--- begin Page extract ---
Choices, Creativity, Divorce

Post Box

“You have to go the way your blood beats. If you don’t live the only life you have, you won’t live some other life, you won’t live any life at all.”

– James Baldwin

I’m not married to him now.
I remember these things.
He could weave string into bracelets. Yarn into pouches. He picked up discarded wrappers and curled them and knotted them and made them into chains.

When he asked me to marry him, he brought out the ring in a box he had made from paper tucked in on itself.

He is not my husband now. I remember these things.

The soil of my own life was restive in my hands. Its thrum vexed me. It was so pliable. So insistent. It offered no clues yet demanded everything of me. As if some larval creature moved through it, the contours kept changing. I would press my fingers in halfway but pull back, plugging the divot before it had a chance to drill open a corridor in me I was unprepared to claim. I could not – would not – choose a manner of shaping, let alone the shape itself.

My very own life in my very own hands. I was confounded.

Potter, sculptor, bricklayer, farmer. Technical skill is just the beginning, all hammers and season, chisels and heat. The other work is the inversion of craft. Abstruse. Intangible. Vision? Call? It is the sense of shape before shape. It is a moment of conception in stop-action. The mind must coil around the shimmer and foam and draw from-in-with it, frame by frame, a creation splitting into its own origin.
--- end Page extract ---
--- begin Listing ---
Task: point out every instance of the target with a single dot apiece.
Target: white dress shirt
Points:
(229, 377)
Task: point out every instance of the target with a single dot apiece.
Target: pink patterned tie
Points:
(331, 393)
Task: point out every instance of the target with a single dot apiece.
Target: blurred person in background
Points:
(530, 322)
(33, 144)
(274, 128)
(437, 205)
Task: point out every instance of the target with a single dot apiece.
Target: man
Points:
--- end Listing ---
--- begin Listing ---
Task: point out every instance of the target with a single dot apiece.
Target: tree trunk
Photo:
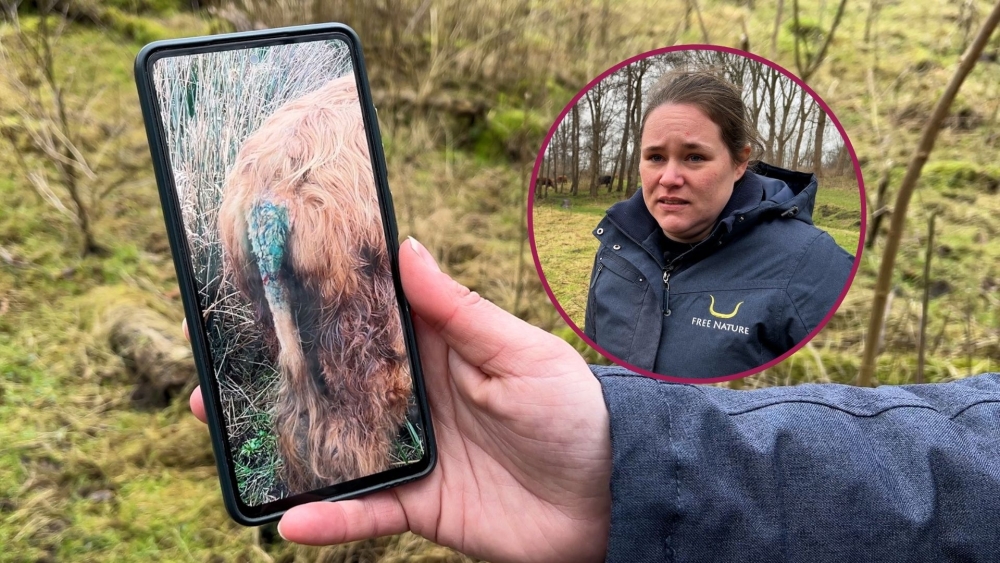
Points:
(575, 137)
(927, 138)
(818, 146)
--- end Listing ---
◆ To be done ◆
- 1) Print the passage of the essay on choices, creativity, and divorce that begins at the words "He could weave" and stops after the words "in on itself.", without changing it.
- 2) Decide whether each statement below agrees with the essay on choices, creativity, and divorce, answering yes or no and quoting the deciding words of the essay: (a) The ring was offered in a box he had made from paper. (b) He wove yarn into bracelets. (c) The narrator pressed fingers all the way into the soil.

◆ Results by task ◆
- 1)
He could weave string into bracelets. Yarn into pouches. He picked up discarded wrappers and curled them and knotted them and made them into chains.

When he asked me to marry him, he brought out the ring in a box he had made from paper tucked in on itself.

- 2)
(a) Yes: "he brought out the ring in a box he had made from paper tucked in on itself."
(b) No: "He could weave string into bracelets. Yarn into pouches."
(c) No: "I would press my fingers in halfway but pull back"